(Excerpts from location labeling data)
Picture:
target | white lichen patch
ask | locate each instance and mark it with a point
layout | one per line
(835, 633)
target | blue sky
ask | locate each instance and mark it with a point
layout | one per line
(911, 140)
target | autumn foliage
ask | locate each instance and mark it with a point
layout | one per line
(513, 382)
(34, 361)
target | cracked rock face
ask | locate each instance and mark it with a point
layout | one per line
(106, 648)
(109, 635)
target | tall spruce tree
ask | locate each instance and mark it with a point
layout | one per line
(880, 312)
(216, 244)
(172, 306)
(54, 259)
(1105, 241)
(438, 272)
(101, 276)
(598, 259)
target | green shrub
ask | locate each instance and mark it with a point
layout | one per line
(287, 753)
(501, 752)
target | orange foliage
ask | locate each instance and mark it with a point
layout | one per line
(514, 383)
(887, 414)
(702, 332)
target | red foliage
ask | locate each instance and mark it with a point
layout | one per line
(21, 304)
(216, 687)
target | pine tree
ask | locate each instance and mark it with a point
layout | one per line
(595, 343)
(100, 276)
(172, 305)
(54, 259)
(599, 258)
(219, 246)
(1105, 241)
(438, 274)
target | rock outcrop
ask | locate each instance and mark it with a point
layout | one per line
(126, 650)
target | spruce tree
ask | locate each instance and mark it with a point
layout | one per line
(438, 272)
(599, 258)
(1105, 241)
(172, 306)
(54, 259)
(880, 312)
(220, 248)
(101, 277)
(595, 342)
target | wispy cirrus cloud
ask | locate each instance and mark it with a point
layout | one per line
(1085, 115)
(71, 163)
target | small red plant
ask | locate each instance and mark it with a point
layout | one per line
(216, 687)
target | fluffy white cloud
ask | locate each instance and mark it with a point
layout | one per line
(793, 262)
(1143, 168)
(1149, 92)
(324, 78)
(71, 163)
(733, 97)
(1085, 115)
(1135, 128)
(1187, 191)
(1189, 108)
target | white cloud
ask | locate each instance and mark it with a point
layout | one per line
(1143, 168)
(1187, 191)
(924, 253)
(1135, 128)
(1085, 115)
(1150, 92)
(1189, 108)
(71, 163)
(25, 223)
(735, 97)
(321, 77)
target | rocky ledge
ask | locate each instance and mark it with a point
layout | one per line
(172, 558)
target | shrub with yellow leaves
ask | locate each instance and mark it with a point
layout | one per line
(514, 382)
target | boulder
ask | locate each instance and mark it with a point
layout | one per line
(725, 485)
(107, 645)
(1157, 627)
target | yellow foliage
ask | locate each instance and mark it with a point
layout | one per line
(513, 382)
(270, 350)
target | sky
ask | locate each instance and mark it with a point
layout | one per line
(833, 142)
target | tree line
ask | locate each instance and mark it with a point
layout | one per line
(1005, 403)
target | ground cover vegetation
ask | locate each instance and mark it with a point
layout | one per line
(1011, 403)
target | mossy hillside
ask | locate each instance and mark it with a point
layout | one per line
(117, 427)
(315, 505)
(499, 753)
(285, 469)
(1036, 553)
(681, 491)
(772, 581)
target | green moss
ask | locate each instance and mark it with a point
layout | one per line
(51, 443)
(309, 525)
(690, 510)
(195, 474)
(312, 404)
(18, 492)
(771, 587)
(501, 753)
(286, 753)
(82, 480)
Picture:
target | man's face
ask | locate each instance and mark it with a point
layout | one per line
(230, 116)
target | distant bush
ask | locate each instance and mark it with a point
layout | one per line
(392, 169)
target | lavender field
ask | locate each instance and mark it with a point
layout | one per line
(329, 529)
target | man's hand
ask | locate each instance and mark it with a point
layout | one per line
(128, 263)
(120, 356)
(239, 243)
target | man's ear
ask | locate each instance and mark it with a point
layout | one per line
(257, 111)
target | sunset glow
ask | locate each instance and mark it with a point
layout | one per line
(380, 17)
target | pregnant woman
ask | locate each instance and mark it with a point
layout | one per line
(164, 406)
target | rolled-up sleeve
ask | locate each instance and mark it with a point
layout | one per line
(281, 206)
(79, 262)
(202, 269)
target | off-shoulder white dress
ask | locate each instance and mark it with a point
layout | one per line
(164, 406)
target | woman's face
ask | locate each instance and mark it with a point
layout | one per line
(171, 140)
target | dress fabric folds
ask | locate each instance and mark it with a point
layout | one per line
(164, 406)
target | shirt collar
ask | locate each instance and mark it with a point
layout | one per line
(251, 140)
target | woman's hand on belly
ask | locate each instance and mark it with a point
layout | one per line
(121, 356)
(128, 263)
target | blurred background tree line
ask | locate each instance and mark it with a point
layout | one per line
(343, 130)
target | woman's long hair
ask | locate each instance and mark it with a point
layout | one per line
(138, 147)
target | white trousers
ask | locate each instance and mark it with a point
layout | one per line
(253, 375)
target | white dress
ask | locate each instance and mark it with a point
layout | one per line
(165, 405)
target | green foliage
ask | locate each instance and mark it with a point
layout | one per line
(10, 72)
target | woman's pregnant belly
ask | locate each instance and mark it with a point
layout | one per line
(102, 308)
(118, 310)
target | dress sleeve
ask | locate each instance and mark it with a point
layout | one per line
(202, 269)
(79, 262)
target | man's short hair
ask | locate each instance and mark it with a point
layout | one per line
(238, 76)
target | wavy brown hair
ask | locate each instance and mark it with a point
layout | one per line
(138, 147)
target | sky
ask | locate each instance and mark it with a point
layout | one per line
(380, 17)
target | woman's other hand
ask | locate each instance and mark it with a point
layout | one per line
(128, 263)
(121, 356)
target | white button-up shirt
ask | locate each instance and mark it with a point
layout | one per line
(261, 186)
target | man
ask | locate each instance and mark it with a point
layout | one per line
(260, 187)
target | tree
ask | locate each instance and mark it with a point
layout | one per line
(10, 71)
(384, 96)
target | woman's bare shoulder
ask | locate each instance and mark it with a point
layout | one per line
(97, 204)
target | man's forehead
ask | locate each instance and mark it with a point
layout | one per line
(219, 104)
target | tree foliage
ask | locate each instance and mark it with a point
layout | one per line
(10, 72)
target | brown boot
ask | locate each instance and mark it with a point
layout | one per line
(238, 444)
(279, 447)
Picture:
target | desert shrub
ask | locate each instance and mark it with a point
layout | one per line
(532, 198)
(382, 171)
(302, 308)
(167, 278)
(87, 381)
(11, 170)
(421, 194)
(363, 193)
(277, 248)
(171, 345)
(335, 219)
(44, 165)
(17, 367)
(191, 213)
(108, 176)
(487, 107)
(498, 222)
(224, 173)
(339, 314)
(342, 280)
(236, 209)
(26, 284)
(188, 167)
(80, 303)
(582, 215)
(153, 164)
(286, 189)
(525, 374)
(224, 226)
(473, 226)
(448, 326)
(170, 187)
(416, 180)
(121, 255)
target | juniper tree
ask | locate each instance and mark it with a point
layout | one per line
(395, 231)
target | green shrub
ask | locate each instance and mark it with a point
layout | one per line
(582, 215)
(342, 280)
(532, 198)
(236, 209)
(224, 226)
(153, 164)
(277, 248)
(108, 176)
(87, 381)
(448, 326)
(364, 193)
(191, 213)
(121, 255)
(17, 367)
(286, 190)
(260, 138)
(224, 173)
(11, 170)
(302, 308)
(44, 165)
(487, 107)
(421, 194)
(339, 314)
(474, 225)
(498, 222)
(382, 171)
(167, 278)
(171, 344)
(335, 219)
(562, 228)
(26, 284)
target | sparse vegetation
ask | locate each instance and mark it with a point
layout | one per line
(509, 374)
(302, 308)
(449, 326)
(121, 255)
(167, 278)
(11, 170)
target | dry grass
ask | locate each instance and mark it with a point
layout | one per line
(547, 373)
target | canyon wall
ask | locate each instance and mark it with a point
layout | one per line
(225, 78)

> [TASK STATEMENT] Rewrite all of these lines with "locate each instance" replaced by "find every instance" wherever it occurs, keeping everything else the same.

> [FULL SOLUTION]
Picture:
target | white lichen patch
ask | find every instance and mark it with a point
layout | one per line
(835, 633)
target | blue sky
ask | find every instance and mark it with a point
layout | one per line
(911, 140)
target | autumn foliage
ask | find every instance and mark it with a point
layout | one per line
(513, 382)
(34, 361)
target | cracked rock face
ask | find every instance and mark it with a point
layout | one per line
(106, 648)
(109, 635)
target | tall spruce tree
ask | find every instance and mark it with a point
layout | one per line
(880, 312)
(216, 244)
(172, 306)
(54, 259)
(1105, 241)
(438, 272)
(101, 276)
(598, 259)
target | green shrub
ask | find every instance and mark it with a point
layout | one per line
(287, 753)
(501, 752)
target | orange foliage
ask | find every instance and mark it with a point
layout | one per line
(514, 383)
(887, 414)
(702, 332)
target | red foliage
ask | find every instance and mark it with a point
layout | one per line
(21, 304)
(216, 687)
target | pine tree
ask | find every instance and mark it with a point
layout | one per line
(595, 343)
(100, 276)
(172, 305)
(54, 259)
(599, 258)
(219, 246)
(1105, 241)
(438, 274)
target | rock outcrop
ask | find every instance and mark it with a point
layout | one per line
(126, 650)
target | spruce tree
ask | find every instance and mark it with a point
layout | one per line
(438, 272)
(599, 258)
(1105, 241)
(172, 306)
(54, 259)
(880, 312)
(220, 248)
(101, 277)
(595, 342)
target | wispy cirrus cloud
ask | find every instance and mark it with a point
layout | one per line
(1085, 115)
(71, 163)
target | small red plant
ask | find every instance and mark it with a point
layout | one per line
(216, 687)
target | fluffy white cloud
ask | find every instance and mark it with a point
layout | one per line
(793, 262)
(1143, 168)
(1149, 92)
(324, 78)
(71, 163)
(733, 97)
(1085, 115)
(1135, 128)
(1187, 191)
(1189, 108)
target | white cloud
ask | find every instance and mark it with a point
layout | one per line
(1143, 168)
(1187, 191)
(924, 253)
(1135, 128)
(1085, 115)
(1150, 92)
(1189, 108)
(71, 163)
(25, 223)
(735, 97)
(321, 77)
target | rocky ledge
ask | find every instance and mark it with a point
layout | one per line
(172, 558)
target | shrub with yellow leaves
ask | find every instance and mark it with a point
layout | one per line
(514, 382)
target | boulder
ask | find every instance and mark it with a point
layout | one per line
(725, 485)
(107, 645)
(1157, 627)
target | yellow foliage
ask | find every instance and mark it with a point
layout | one per line
(513, 382)
(270, 350)
target | sky
ask | find every instance and mark it with a point
layout | one per line
(833, 142)
target | tree line
ask | find every instance and mark it with a point
layout | one per line
(1005, 403)
target | ground cover vegetation
ask | find every instance and mark it with a point
layout | one per line
(1011, 403)
target | mossy hillside
ask | find every instance and mark it with a point
layout | one per line
(117, 427)
(315, 505)
(499, 753)
(285, 469)
(1036, 553)
(681, 491)
(772, 581)
target | green moss
ask | find every instance and mark it with a point
layout | one per line
(51, 443)
(309, 525)
(690, 510)
(195, 474)
(312, 404)
(18, 492)
(771, 587)
(501, 753)
(286, 753)
(82, 480)
Picture:
target | man's face
ask | find every instance and mark it with a point
layout | one per line
(230, 116)
target | distant bush
ask | find every instance and mark it with a point
layout | one per line
(392, 169)
target | lavender field
ask | find every instance and mark it with a point
layout | one per line
(329, 529)
target | man's hand
ask | find every instance and mark it with a point
layout | one per line
(128, 263)
(120, 356)
(239, 243)
target | man's ear
ask | find every instance and mark it with a point
layout | one per line
(257, 111)
target | sunset glow
ask | find every instance and mark it with a point
layout | one per line
(380, 17)
target | pregnant woman
ask | find every instance and mark it with a point
layout | one per line
(164, 406)
target | rolled-up sleeve
ask | find every instance and mark it with a point
layout | one per line
(281, 206)
(79, 262)
(202, 269)
target | off-shoulder white dress
ask | find every instance and mark it with a point
layout | one per line
(164, 406)
target | woman's face
ask | find every instance and mark it with a point
layout | one per line
(171, 140)
target | dress fabric folds
ask | find every instance and mark it with a point
layout | one per line
(164, 406)
target | shirt collar
ask | find every instance and mark it with a point
layout | one per line
(251, 140)
target | woman's hand on belly
ask | find every instance and mark it with a point
layout | one per line
(121, 356)
(128, 263)
target | blurred background tree line
ask | find every instance and mark it with a point
layout | one per line
(343, 130)
target | woman's long hair
ask | find every instance and mark it with a point
layout | one per line
(138, 147)
target | white trousers
ask | find every instance and mark it with a point
layout | one per line
(253, 375)
target | white dress
ask | find every instance and mark it with a point
layout | one per line
(165, 405)
target | green foliage
ask | find every instance and mark it with a point
layout | one per line
(10, 72)
target | woman's pregnant belly
ask | find every instance and mark it with a point
layout | one per line
(102, 308)
(118, 310)
target | dress sleeve
ask | find every instance and mark it with a point
layout | one per line
(202, 269)
(79, 262)
target | man's short hair
ask | find every instance and mark it with a point
layout | one per line
(238, 76)
target | wavy brown hair
ask | find every instance and mark it with a point
layout | one per line
(138, 147)
target | sky
ask | find every instance and mark it with a point
layout | one per line
(380, 17)
target | woman's other hand
ask | find every instance and mark it with a point
layout | one per line
(128, 263)
(121, 356)
target | white button-up shirt
ask | find every instance and mark it with a point
layout | one per line
(261, 186)
target | man
ask | find every instance and mark it with a point
layout | one per line
(260, 187)
target | tree
ask | find every instance and mark it with a point
layout | one per line
(10, 71)
(384, 96)
target | woman's bare shoulder
ask | find every instance and mark it with a point
layout | one per line
(97, 204)
target | man's forehead
ask | find every instance and mark it with a point
layout | one per line
(219, 104)
target | tree foliage
ask | find every instance and mark it with a point
layout | one per line
(10, 72)
target | brown boot
ask | find every instance and mark it with a point
layout | one per line
(238, 444)
(279, 447)
Picture:
target | desert shrub
ask | find every instance and mark it with a point
layout | one per line
(532, 198)
(382, 171)
(302, 308)
(167, 278)
(87, 381)
(11, 170)
(421, 194)
(363, 193)
(277, 248)
(171, 345)
(335, 219)
(44, 165)
(17, 367)
(191, 213)
(108, 176)
(487, 107)
(498, 222)
(224, 173)
(339, 314)
(342, 280)
(236, 209)
(26, 284)
(188, 167)
(80, 303)
(582, 215)
(153, 164)
(286, 189)
(525, 374)
(224, 226)
(473, 226)
(448, 326)
(170, 187)
(416, 180)
(121, 255)
target | juniper tree
ask | find every instance and mark it with a point
layout | one per line
(395, 231)
target | green shrub
ask | find every instance and mark it with a point
layout | one per line
(582, 215)
(342, 280)
(532, 198)
(236, 209)
(224, 226)
(153, 164)
(277, 248)
(108, 176)
(87, 381)
(448, 326)
(364, 193)
(191, 213)
(121, 255)
(17, 367)
(286, 190)
(260, 138)
(224, 173)
(11, 170)
(302, 308)
(44, 165)
(487, 107)
(421, 194)
(339, 314)
(474, 225)
(498, 222)
(382, 171)
(167, 278)
(171, 344)
(335, 219)
(562, 228)
(26, 284)
target | sparse vegetation
ask | find every instance and mark it with a point
layout | one per line
(509, 374)
(302, 308)
(449, 326)
(121, 255)
(167, 278)
(11, 170)
target | dry grass
ask | find every instance and mark it with a point
layout | one per line
(547, 373)
target | canyon wall
ask | find every instance and mark it with a point
layout | one per line
(225, 78)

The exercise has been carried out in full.